--- CHALLENGE A ---
In the crocodile skink thread, what price did Kevmaster06 find at the only place selling these skinks?
--- CHALLENGE B ---
Rewrite the stretch of the crocodile skink thread from "A very good" through "diet is esential.", putting "basking lamp" in place of "UVB light".

# Red-Eyed Crocodile Skink



## Kevmaster06 (Mar 16, 2008)

I have never kept any kind of reptile, though this skink entriged me. Forgive me with my tarantula-logic. Can these be kept together, like as a tarantula person would call it, a commual setup?

I looked here on the boards to see if anyone was selling them for a reasonable price but not a single person was even selling them, and unless i was looking in the wrong section, that really sucks!

These things are so awesome! could somebody show me pictures of thier habitats. And i would really like to see one swimming. I saw someone else post that they wanted to see that too, but no one replied.


----------



## BadBikaDamo (Mar 16, 2008)

I've got a couple of these and they are fantastic, when you get to see them as they are very shy. I keep them in a dark tank with plenty of fake plants for cover and loads of hides. They have a big pool which they use all the time and some branches they seldom use. The guys who bred mine say they don't do so well in real hot vivs so I got a thermostat for mine, heat mat on 1/2 the back of the viv and a ceramic basking lamp. They love wax worms, but can get fat on these, crickets and spinach leaves. I've got a water fall leading to the pool which they love to climb on and I keep the tank slightly humid. They are great pets but can be quite tricky to care for, as I seldom get to see them so problems can be hard to spot quickly (though so far I haven't had any problems). They are remarkably good at playing dead, even if you pick them up (check their chest for movement from breathing) and their eyes can appear dried out whilst sleeping, very unsettling sometimes, especially if they haven't moved in a while. As with anything, I would recomend reading up on them first, but they are worth it.

Good luck

Damo (UK)


----------



## Kevmaster06 (Mar 17, 2008)

thanks, i wish i could get a few, but it is 75$ at the only place i could find so i can not do bulk orders like i want to...


----------



## RhettusMaximus (Mar 17, 2008)

*skinks*

Whats the UV situation with these animals? Are they nacturnal? I know that spinach is high in oxalates and can inhibit calcium absorbtion. What kind of calcium regimen do you have them on?


----------



## BadBikaDamo (Mar 17, 2008)

A very good point about the spinach. This should be fed as a treat due to the oxalates binding the calcium (spinach is rich in calcium) leading to about 5% digestion (as far as I remember?). I did have a UVB light but the Tribies never came out while it was on so it was pretty pointless. I dust the crickets they eat with a vitamin supliment (inc vit D3) about every 5 days, but a combination of Excess vit D and oxalates can lead to calcium stones and kidney problems. So a varied diet is the key. Mine do eat other leaves but spinach is their favourite, but a balanced diet is esential.

Thanks for pointing this out. 

Damo


----------



## Jmugleston (Mar 21, 2008)

They are a secretive species that doesn't bask in the open all that often. The articles I've come across mention that the keepers didn't use UV on them. Heating a portion of the tank with heat tape/rope should work fine for you.


----------



## Lucara (Mar 21, 2008)

I accidently made another thread so I might as well just post my question here. How are they about handling? How difficult are they to care for? Are they as difficult as iguanas?


----------

--- STORED DATA ---

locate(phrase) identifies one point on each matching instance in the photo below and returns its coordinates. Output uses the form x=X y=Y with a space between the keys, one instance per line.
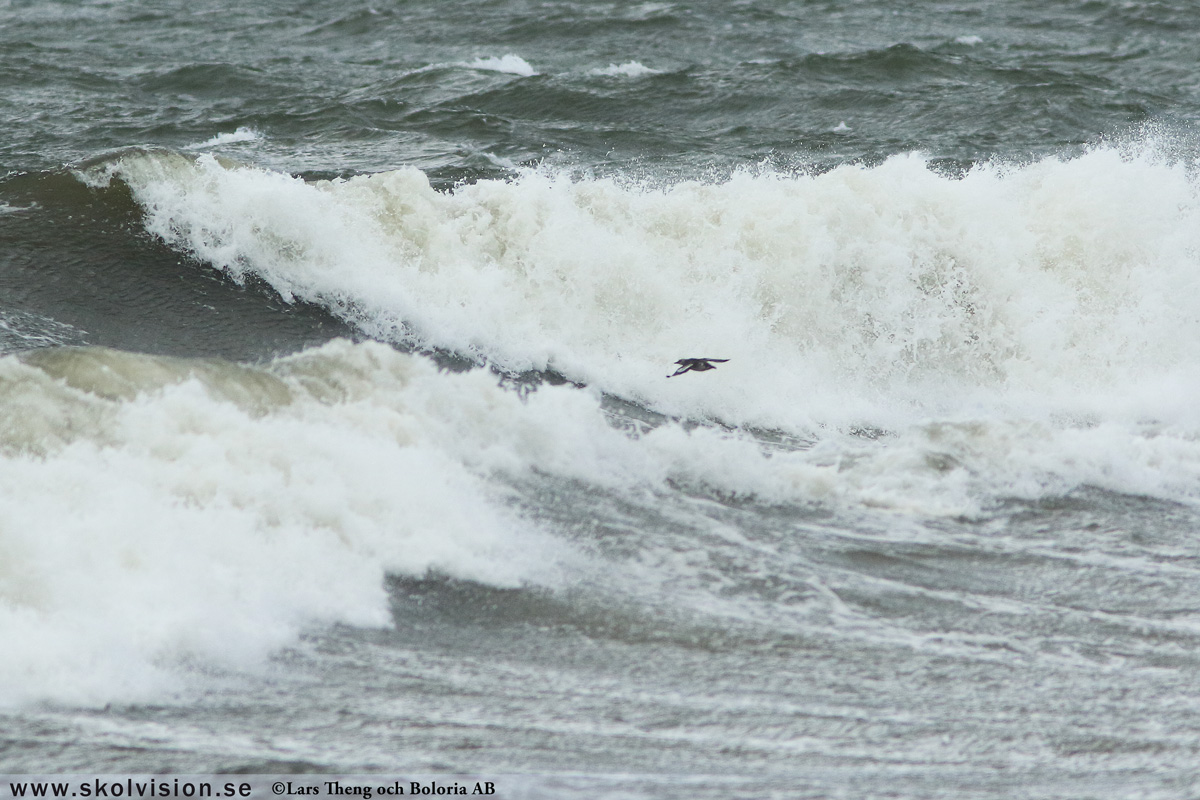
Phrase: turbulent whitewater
x=336 y=433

--- FULL ANSWER A ---
75 dollars

--- FULL ANSWER B ---
A very good point about the spinach. This should be fed as a treat due to the oxalates binding the calcium (spinach is rich in calcium) leading to about 5% digestion (as far as I remember?). I did have a basking lamp but the Tribies never came out while it was on so it was pretty pointless. I dust the crickets they eat with a vitamin supliment (inc vit D3) about every 5 days, but a combination of Excess vit D and oxalates can lead to calcium stones and kidney problems. So a varied diet is the key. Mine do eat other leaves but spinach is their favourite, but a balanced diet is esential.